• Document
Ines Flax (au centre, casquette rouge) anime à Miami les réseaux pro-Trump.
Photo: Pierre Ballenegger

Avortement et factures

Changement complet de contexte quatre ans plus tard. La preuve, durant cette nuit électorale, aux abords du Palais des Congrès de West Palm Beach (Floride) où Donald Trump s’est exprimé vers 2h30 du matin. Quatre jeunes étudiantes de l’Atlantic University de Palm Beach m’abordent.

Donna est un peu la cheffe du groupe. C’est elle qui a apporté avec elle le panneau «Trump 2024». Inscrite dans l’école d’infirmières au sein de ce campus privé, Donna ne voulait surtout pas que son prénom rime avec celui de Kamala: «Pourquoi nous, les femmes, aurions pour seul souci l’avortement? Vous pensez qu’on ne regarde pas nos factures? Qu’on ignore les problèmes de logement? Que l’on ne redoute pas d’être agressée dans les villes où de plus en plus de migrants errent de façon incontrôlée?»

Ses copines acquiescent. Attention: aucune, à part Donna, n’a voulu me parler de la question de l’avortement. Pourquoi? «Il reste suffisamment d’États qui pratiquent l’interruption volontaire de grossesse aux États-Unis pour répondre aux urgences», m’ont-elles répondu pour clore la conversation. Pile au moment où la chaîne locale de Palm Beach, WPTV, confirmait une autre défaite: celle de la campagne pour un 4e amendement qui abrogerait l’interdiction de l’IVG après six semaines dans cet État conservateur. Parier sur l’effet mobilisateur de la défense de l’IVG aura donc été l’un des échecs majeurs de la vice-présidente sortante.

La question masculine

Vient la question des hommes. Toutes les enquêtes, celle d’avant scrutin et celles publiées au fil des premiers dépouillements, montrent combien le discours viril de Trump a séduit les électeurs. Et les électrices? Les femmes ne sont-elles pas choquées par le comportement passé du candidat et par des déclarations ouvertement sexistes?

[Données enregistrées]
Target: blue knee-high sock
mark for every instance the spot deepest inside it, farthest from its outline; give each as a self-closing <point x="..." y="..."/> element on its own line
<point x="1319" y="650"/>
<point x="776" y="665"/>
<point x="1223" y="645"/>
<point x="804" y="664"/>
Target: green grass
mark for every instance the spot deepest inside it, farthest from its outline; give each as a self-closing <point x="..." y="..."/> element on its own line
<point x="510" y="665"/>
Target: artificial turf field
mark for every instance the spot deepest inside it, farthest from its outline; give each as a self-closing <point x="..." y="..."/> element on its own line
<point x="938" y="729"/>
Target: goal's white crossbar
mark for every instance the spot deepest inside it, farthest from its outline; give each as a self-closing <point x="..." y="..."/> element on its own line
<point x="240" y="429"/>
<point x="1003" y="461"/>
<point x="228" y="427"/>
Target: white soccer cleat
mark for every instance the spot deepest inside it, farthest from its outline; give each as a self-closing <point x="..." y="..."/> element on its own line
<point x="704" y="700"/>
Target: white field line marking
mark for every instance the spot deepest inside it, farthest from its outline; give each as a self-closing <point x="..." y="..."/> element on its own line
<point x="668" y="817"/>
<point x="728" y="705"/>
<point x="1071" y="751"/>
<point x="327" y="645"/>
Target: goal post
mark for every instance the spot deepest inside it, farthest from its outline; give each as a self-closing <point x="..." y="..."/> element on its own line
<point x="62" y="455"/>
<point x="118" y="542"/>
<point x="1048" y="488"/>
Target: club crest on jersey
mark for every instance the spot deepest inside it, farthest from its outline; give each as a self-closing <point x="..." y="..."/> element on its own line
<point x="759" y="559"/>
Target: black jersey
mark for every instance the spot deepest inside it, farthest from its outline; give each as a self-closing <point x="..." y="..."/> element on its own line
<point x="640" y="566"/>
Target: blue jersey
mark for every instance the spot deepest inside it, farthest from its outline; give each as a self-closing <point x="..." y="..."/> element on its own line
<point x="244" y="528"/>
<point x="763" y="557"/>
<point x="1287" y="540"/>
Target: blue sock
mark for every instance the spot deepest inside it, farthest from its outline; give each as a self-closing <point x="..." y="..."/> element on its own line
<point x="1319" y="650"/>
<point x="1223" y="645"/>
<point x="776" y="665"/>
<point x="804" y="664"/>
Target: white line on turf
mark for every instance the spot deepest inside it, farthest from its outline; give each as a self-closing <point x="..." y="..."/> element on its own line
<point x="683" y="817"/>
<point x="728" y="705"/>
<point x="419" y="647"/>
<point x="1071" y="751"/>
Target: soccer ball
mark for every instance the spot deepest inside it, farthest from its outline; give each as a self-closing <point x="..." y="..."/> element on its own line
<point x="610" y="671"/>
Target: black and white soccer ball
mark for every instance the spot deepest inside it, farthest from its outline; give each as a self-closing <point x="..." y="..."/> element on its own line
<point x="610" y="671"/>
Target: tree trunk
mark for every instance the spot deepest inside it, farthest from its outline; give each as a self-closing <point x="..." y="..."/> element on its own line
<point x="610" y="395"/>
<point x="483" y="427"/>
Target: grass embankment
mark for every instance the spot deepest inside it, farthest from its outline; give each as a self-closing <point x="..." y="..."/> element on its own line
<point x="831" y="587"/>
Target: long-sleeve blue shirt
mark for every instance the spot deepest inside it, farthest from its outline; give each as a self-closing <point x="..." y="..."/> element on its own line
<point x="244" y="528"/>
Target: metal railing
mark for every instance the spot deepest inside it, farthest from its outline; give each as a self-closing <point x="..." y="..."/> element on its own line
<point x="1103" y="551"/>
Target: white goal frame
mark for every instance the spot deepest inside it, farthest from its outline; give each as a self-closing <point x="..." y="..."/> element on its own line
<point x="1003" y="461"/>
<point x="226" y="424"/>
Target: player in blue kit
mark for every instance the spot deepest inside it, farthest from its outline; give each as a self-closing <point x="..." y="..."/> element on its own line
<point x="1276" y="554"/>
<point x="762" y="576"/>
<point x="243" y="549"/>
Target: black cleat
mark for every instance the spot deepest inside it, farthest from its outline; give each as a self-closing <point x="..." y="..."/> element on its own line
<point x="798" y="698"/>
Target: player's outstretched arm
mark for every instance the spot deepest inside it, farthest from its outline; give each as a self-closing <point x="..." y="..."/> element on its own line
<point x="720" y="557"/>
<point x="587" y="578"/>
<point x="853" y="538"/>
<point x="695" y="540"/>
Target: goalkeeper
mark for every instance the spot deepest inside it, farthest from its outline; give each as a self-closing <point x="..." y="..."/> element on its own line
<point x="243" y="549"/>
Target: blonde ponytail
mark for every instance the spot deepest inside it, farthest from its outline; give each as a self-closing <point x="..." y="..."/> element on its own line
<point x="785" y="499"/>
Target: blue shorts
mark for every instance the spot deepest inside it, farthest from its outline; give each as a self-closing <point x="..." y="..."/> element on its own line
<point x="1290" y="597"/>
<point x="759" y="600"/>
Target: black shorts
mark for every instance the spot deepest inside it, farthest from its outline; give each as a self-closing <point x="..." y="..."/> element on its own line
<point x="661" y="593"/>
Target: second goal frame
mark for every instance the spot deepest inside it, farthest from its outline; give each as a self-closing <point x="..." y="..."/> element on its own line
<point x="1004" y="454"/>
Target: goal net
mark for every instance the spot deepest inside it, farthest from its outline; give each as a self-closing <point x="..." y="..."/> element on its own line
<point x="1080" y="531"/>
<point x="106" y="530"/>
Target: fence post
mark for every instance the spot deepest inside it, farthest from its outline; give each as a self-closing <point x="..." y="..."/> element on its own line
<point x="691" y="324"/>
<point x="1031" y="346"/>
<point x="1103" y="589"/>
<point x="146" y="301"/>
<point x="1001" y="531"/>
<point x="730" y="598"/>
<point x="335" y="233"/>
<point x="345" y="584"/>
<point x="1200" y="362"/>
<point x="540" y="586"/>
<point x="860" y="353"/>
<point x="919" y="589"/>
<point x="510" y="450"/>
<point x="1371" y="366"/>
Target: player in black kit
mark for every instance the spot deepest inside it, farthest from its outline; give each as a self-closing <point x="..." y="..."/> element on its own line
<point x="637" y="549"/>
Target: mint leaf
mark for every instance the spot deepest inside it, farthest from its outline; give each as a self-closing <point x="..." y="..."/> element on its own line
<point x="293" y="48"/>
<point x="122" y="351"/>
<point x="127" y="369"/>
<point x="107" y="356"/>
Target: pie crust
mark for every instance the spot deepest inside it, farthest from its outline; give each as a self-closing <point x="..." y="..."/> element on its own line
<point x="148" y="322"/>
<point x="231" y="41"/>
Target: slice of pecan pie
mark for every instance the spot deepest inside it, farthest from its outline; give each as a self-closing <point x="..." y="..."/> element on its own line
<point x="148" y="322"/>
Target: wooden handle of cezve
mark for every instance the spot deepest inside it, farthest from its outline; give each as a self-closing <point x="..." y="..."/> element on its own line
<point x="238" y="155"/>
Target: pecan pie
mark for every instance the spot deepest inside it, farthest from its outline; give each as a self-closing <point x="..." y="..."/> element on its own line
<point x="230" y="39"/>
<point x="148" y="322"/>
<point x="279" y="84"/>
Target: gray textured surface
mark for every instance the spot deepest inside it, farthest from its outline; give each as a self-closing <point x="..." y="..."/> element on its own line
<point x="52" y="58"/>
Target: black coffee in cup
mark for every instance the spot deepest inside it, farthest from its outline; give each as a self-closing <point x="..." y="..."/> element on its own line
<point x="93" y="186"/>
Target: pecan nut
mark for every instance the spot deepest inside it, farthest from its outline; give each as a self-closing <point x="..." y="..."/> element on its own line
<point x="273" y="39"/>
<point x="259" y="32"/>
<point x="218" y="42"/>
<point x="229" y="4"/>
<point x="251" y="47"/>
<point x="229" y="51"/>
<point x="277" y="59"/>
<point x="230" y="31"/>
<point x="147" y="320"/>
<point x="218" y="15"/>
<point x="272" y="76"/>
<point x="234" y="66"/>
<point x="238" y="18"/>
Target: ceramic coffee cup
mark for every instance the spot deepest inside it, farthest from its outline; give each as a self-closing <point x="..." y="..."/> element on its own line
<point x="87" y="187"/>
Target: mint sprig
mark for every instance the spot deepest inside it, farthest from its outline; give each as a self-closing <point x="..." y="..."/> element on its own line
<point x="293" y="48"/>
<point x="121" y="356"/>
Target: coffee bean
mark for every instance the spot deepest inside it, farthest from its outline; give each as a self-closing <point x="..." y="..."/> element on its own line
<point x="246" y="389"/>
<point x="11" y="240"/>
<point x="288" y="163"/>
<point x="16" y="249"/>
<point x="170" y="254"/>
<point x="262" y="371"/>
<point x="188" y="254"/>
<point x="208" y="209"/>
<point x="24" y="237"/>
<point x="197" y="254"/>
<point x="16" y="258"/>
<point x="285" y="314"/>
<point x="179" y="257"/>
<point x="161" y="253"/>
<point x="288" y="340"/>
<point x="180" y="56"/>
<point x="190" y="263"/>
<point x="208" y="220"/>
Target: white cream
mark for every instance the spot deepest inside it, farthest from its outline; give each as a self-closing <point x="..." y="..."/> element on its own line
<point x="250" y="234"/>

• Consigne
Reproduisez le passage de l'article sur l'élection qui commence aux mots «Ines Flax (au» et s'arrête après «Palm Beach m’abordent.». Ces entrées ne sont pas utiles ici.

• Réponse
Ines Flax (au centre, casquette rouge) anime à Miami les réseaux pro-Trump.
Photo: Pierre Ballenegger

Avortement et factures

Changement complet de contexte quatre ans plus tard. La preuve, durant cette nuit électorale, aux abords du Palais des Congrès de West Palm Beach (Floride) où Donald Trump s’est exprimé vers 2h30 du matin. Quatre jeunes étudiantes de l’Atlantic University de Palm Beach m’abordent.